## Task objective
Please transcribe the entries below without changing a single character.

## Extracted data

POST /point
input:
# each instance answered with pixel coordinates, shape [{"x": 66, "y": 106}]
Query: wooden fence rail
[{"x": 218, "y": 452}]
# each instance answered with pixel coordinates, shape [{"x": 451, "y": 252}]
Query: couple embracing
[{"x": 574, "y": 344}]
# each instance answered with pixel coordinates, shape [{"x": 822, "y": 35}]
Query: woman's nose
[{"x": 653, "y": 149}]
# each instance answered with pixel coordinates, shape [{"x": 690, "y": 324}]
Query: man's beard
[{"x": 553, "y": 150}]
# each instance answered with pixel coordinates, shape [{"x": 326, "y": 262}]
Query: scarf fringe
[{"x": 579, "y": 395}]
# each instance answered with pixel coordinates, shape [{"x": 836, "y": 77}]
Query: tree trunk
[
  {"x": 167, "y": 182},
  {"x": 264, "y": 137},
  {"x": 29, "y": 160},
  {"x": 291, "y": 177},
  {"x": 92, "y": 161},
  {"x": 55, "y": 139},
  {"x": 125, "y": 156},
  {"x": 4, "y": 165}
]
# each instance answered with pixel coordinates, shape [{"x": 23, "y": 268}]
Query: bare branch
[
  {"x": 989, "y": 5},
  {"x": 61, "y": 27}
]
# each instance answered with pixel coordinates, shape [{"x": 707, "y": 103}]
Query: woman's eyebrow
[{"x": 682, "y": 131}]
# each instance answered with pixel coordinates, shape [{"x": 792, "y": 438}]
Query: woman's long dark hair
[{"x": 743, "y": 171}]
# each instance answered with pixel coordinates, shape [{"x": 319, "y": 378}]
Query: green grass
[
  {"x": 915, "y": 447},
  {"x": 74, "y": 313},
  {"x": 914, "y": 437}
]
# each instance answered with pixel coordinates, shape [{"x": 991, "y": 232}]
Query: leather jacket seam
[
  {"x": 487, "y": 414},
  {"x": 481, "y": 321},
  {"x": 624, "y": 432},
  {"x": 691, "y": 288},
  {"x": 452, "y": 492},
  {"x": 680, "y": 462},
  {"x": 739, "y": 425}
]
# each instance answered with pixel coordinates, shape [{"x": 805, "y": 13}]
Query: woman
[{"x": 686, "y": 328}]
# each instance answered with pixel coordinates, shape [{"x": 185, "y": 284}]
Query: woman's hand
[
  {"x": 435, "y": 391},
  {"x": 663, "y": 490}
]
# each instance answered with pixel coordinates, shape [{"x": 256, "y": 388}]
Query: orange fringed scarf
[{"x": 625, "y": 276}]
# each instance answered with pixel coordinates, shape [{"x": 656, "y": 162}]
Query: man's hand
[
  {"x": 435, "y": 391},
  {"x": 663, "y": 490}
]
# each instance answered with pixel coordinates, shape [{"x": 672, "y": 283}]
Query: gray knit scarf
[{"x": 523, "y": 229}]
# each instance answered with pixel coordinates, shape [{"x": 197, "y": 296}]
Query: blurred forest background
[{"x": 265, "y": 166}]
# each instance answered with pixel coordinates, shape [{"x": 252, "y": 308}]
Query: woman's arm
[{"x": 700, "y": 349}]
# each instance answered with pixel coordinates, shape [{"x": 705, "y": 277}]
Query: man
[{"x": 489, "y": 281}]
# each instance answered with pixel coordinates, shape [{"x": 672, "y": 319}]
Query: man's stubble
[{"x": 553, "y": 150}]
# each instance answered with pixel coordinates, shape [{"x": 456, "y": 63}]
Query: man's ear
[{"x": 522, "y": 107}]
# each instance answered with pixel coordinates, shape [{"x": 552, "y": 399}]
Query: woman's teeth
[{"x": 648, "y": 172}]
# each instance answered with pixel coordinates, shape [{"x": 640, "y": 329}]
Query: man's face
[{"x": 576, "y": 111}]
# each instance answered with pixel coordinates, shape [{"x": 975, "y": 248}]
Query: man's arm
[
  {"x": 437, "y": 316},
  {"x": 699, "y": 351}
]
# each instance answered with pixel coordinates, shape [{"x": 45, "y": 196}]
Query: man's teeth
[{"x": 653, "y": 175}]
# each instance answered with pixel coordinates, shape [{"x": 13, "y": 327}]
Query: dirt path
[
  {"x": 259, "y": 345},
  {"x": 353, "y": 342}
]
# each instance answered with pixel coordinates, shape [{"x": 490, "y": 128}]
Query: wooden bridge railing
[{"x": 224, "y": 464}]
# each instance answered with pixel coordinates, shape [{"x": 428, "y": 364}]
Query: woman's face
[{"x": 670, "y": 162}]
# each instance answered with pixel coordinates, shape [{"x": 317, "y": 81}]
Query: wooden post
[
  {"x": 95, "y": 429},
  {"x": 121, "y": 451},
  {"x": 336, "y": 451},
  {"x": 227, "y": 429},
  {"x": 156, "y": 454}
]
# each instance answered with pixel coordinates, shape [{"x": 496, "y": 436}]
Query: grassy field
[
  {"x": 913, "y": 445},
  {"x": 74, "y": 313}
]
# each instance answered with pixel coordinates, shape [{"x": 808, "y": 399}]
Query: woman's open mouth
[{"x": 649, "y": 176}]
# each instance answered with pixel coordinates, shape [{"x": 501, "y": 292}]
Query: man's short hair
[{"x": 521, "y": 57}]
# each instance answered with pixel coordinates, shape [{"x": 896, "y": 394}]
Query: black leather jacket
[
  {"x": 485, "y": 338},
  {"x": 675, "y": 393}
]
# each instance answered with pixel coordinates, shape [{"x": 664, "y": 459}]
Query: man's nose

## Completed task
POST /point
input:
# each instance answered with pixel coordinates, shape [{"x": 66, "y": 106}]
Query: wooden fence rail
[{"x": 218, "y": 452}]
# each instance answered with pixel coordinates, shape [{"x": 451, "y": 252}]
Query: couple embracing
[{"x": 574, "y": 344}]
# each instance answered with pixel coordinates, shape [{"x": 822, "y": 35}]
Query: woman's nose
[{"x": 653, "y": 149}]
# each instance answered with pixel coordinates, shape [{"x": 690, "y": 324}]
Query: man's beard
[{"x": 553, "y": 150}]
# each instance answered with pixel coordinates, shape [{"x": 326, "y": 262}]
Query: scarf fringe
[{"x": 579, "y": 395}]
# each instance answered with pixel coordinates, shape [{"x": 836, "y": 77}]
Query: tree trunk
[
  {"x": 167, "y": 182},
  {"x": 264, "y": 137},
  {"x": 29, "y": 160},
  {"x": 291, "y": 177},
  {"x": 92, "y": 161},
  {"x": 55, "y": 139},
  {"x": 125, "y": 156},
  {"x": 4, "y": 165}
]
# each instance answered with pixel coordinates, shape [{"x": 23, "y": 268}]
Query: bare branch
[
  {"x": 989, "y": 5},
  {"x": 61, "y": 27}
]
# each instance answered with pixel coordinates, shape [{"x": 707, "y": 103}]
Query: woman's eyebrow
[{"x": 682, "y": 131}]
# each instance answered with pixel coordinates, shape [{"x": 792, "y": 438}]
Query: woman's long dark hair
[{"x": 743, "y": 171}]
# each instance answered with pixel coordinates, shape [{"x": 319, "y": 378}]
Query: green grass
[
  {"x": 915, "y": 447},
  {"x": 74, "y": 313},
  {"x": 914, "y": 437}
]
# each instance answered with pixel coordinates, shape [{"x": 991, "y": 232}]
Query: leather jacket seam
[
  {"x": 487, "y": 414},
  {"x": 481, "y": 321},
  {"x": 624, "y": 432},
  {"x": 691, "y": 288},
  {"x": 452, "y": 492},
  {"x": 680, "y": 462},
  {"x": 739, "y": 425}
]
# each instance answered with pixel coordinates, shape [{"x": 805, "y": 13}]
Query: woman
[{"x": 686, "y": 328}]
# each instance answered with pixel coordinates, shape [{"x": 185, "y": 284}]
Query: woman's hand
[
  {"x": 435, "y": 391},
  {"x": 663, "y": 490}
]
# each instance answered with pixel coordinates, shape [{"x": 256, "y": 388}]
Query: orange fringed scarf
[{"x": 625, "y": 276}]
# each instance answered with pixel coordinates, shape [{"x": 656, "y": 162}]
Query: man's hand
[
  {"x": 435, "y": 391},
  {"x": 663, "y": 490}
]
# each instance answered with pixel coordinates, shape [{"x": 672, "y": 283}]
Query: gray knit scarf
[{"x": 523, "y": 229}]
# each instance answered with pixel coordinates, shape [{"x": 197, "y": 296}]
Query: blurred forest background
[{"x": 265, "y": 166}]
# each instance answered with pixel coordinates, shape [{"x": 252, "y": 308}]
Query: woman's arm
[{"x": 700, "y": 349}]
# each instance answered with pixel coordinates, shape [{"x": 705, "y": 277}]
Query: man
[{"x": 489, "y": 281}]
# each instance answered with pixel coordinates, shape [{"x": 672, "y": 319}]
Query: man's stubble
[{"x": 553, "y": 150}]
# each instance answered with pixel coordinates, shape [{"x": 456, "y": 63}]
Query: man's ear
[{"x": 522, "y": 107}]
# each instance answered with pixel coordinates, shape [{"x": 552, "y": 399}]
Query: woman's teeth
[{"x": 648, "y": 172}]
# each instance answered with pixel coordinates, shape [{"x": 640, "y": 329}]
Query: man's face
[{"x": 576, "y": 111}]
# each instance answered with pixel coordinates, shape [{"x": 975, "y": 248}]
Query: man's arm
[
  {"x": 437, "y": 316},
  {"x": 699, "y": 351}
]
# each instance answered with pixel coordinates, shape [{"x": 45, "y": 196}]
Query: man's teeth
[{"x": 653, "y": 175}]
# each instance answered with pixel coordinates, shape [{"x": 13, "y": 327}]
Query: dirt path
[
  {"x": 259, "y": 345},
  {"x": 353, "y": 342}
]
# each instance answered with pixel coordinates, shape [{"x": 490, "y": 128}]
Query: wooden bridge railing
[{"x": 224, "y": 464}]
# each instance answered with pixel coordinates, shape [{"x": 428, "y": 364}]
Query: woman's face
[{"x": 670, "y": 162}]
# each instance answered with pixel coordinates, shape [{"x": 317, "y": 81}]
Query: wooden post
[
  {"x": 95, "y": 429},
  {"x": 121, "y": 451},
  {"x": 336, "y": 451},
  {"x": 227, "y": 429},
  {"x": 156, "y": 454}
]
# each instance answered with pixel coordinates, shape [{"x": 496, "y": 436}]
Query: grassy field
[
  {"x": 913, "y": 445},
  {"x": 74, "y": 313}
]
# each instance answered with pixel coordinates, shape [{"x": 808, "y": 399}]
Query: woman's open mouth
[{"x": 649, "y": 176}]
# each instance answered with pixel coordinates, shape [{"x": 501, "y": 292}]
Query: man's short hair
[{"x": 521, "y": 57}]
# each instance answered with pixel coordinates, shape [{"x": 896, "y": 394}]
Query: black leather jacket
[
  {"x": 485, "y": 338},
  {"x": 675, "y": 393}
]
# each instance answered with pixel coordinates, shape [{"x": 664, "y": 459}]
Query: man's nose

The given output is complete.